[Extract to read]:
The Artist Wu Wei. 1459-1508
Wu studied the refined baimiao ink mono-chrome, linear figure style
The artist Wu (given name Wei, sobriquet Shih-ying, and with many self-adopted nicknames such as the one on his seal) was a native of Wuch'ang, Hupei Province in central China, but moved to the east while still a child. He must have come from a humble home, for he was taken in by a richer household as a companion to their son. It was in this capacity that he first demonstrated his artistic talents and was encouraged to develop them. He went to Nanking as a young man and there achieved renown as a painter.
Subsequently, he was summoned to court, and served under the Ming emperors, Hsien-tsung who reigned from 1465 to 1487 and Hsiao-tsung, who succeeded him in 1488 and reigned until 1505. Even in those exalted circles, he did not alter his naturally "bohemian" character, often appearing drunk before the emperor to paint with great flourishes and sweeps of the brush. It was said that to obtain a painting from him, all one had to do was go along with wine in hand and a singing girl on the arm.

[Task list]:
• A. Which lines in the listing below contain the word "electrical"? Report each such line in full.
• B. How might the biography of the painter Wu Wei above go on? Write a continuation that follows on from its final sentence.

Entries from a pointing data set:

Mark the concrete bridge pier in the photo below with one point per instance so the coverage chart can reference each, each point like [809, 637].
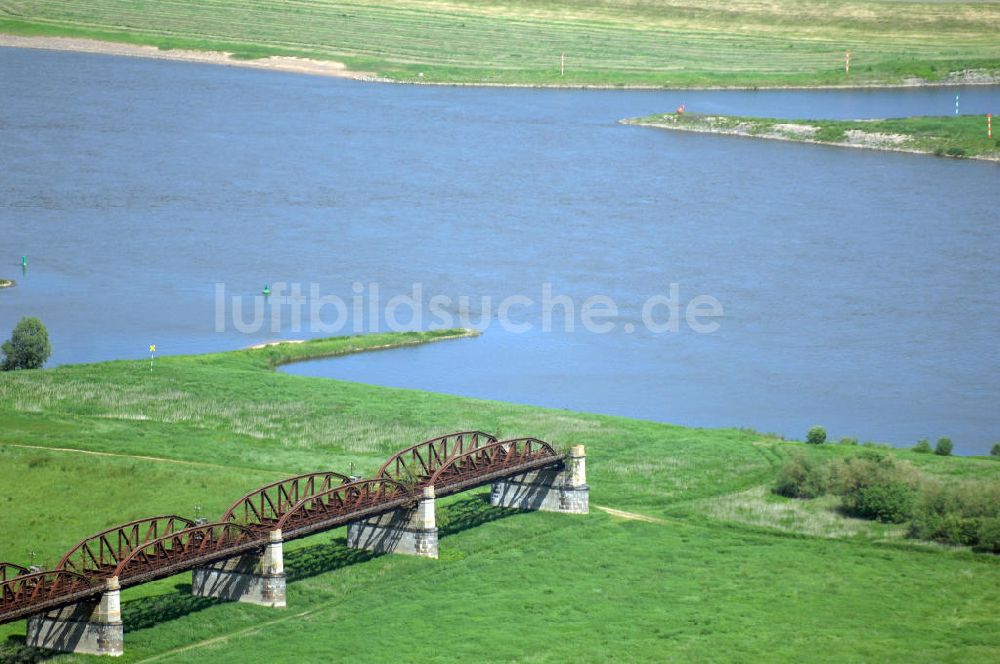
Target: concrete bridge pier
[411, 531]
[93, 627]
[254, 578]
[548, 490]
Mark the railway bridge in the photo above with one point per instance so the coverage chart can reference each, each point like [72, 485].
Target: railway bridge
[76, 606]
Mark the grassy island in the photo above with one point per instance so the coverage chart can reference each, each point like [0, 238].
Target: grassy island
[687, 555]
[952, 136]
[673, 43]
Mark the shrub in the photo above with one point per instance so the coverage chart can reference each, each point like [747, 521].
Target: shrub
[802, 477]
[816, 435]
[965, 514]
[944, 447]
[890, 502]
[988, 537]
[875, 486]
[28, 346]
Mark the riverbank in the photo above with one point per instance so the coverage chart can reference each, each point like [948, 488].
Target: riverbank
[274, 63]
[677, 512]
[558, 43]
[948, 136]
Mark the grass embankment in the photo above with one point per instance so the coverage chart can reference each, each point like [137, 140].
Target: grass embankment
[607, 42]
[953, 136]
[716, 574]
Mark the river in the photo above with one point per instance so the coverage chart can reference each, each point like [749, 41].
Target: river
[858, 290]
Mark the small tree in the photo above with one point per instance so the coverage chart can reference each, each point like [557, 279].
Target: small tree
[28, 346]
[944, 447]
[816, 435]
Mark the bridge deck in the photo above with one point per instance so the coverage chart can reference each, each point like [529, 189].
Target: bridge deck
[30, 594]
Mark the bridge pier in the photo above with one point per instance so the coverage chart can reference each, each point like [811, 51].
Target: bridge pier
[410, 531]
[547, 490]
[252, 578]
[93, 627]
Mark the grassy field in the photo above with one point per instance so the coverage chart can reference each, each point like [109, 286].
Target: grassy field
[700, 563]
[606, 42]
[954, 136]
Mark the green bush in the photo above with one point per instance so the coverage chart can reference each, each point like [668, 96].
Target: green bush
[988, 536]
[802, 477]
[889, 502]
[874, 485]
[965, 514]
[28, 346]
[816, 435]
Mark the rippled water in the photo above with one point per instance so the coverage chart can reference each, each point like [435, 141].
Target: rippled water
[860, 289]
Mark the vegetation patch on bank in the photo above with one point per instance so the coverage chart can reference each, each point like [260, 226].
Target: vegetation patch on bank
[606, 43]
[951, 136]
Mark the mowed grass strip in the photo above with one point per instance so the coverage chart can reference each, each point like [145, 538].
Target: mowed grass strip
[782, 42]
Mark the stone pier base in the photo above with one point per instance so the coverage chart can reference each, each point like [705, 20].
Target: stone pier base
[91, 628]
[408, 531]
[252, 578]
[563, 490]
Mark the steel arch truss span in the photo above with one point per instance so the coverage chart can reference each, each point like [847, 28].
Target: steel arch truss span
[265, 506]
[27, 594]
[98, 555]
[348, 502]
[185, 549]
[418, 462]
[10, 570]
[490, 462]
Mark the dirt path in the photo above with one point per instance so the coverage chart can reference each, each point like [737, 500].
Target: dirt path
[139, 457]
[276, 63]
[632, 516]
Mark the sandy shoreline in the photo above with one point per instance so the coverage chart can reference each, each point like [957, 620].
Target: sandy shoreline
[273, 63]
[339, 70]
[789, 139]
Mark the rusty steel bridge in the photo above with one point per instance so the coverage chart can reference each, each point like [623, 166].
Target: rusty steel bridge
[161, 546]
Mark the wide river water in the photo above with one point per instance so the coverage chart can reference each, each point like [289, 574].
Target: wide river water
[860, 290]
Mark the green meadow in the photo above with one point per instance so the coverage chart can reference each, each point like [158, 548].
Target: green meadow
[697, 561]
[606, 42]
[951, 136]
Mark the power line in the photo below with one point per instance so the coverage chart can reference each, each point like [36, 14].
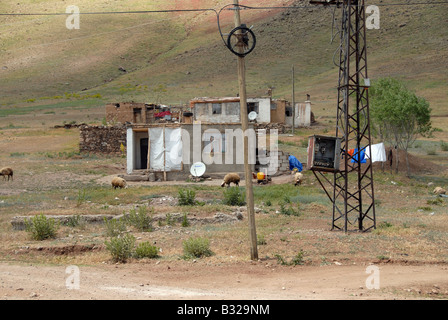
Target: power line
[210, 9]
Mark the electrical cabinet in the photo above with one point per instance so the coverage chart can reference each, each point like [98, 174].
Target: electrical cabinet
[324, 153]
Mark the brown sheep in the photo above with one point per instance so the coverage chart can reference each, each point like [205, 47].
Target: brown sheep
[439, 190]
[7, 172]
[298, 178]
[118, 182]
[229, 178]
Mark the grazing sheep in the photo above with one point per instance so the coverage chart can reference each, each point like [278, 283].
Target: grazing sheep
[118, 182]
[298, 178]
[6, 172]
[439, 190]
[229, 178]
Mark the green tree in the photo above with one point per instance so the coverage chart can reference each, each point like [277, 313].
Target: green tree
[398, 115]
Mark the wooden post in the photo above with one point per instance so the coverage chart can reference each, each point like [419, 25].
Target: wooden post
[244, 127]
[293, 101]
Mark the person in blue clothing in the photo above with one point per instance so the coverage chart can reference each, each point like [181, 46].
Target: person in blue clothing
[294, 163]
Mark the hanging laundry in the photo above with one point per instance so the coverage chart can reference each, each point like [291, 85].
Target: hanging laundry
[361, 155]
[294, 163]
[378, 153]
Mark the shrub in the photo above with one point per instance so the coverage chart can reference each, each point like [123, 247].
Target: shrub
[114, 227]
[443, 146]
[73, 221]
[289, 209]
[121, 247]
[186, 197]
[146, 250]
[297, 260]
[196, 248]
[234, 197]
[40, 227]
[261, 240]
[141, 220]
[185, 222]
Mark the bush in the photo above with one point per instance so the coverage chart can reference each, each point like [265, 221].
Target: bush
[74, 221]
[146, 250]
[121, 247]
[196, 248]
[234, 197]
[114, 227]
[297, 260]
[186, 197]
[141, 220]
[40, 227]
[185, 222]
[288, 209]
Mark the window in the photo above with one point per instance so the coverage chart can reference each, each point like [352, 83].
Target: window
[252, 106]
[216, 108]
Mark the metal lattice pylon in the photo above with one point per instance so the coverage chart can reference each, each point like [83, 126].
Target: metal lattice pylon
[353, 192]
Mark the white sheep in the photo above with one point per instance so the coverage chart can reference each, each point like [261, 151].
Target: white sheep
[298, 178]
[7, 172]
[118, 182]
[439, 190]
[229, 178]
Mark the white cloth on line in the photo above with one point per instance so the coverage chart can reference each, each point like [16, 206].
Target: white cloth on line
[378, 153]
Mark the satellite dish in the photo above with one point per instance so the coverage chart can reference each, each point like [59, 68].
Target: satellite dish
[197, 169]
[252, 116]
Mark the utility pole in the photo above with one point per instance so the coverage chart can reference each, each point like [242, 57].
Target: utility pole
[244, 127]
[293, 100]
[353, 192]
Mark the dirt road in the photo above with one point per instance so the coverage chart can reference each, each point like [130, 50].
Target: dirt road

[Expected answers]:
• A.
Mark the electrical cabinet in the photo above with one point per instance so the coverage chart can reference each, each point like [98, 174].
Target: electrical cabinet

• B.
The Emperor Xiaozong gave Wu a seal that read “First Among Painters” in the sixteenth century
Painting has always been regarded by the Chinese as a supreme art
The Pleasures of the Fishing Village
The character of the artist is revealed in his painting. The motif was a revered one in China, enjoying its greatest expression in works of the Southern Sung Dynasty (1127-1260). In examples of this classical period, however, man, manifested in his noblest role as a scholar according to the Chinese ideal, is not the focus. He is usually placed at one corner of the composition, in scale neither negligible nor dominant. Attention is drawn to what he contemplates - a vast and nebulous void, the realm of the mind and the spirit. Usually, no object of contemplation is indicated but introspection is suggested. Wu Wei's work, on the other hand, concentrates upon man.
The scholar is large in scale and no room remains within the scroll to convey what he may be pondering. Instead, the painter's personality is so forcefully displayed in this work as to be the primary element. Who could ignore the eccentric and varied qualities of his brush-work? Both content and execution inform us that it is man himself which is the subject of this painting. The vision here is no longer of something within, and yet beyond, man; instead, man himself has become the focus of vision.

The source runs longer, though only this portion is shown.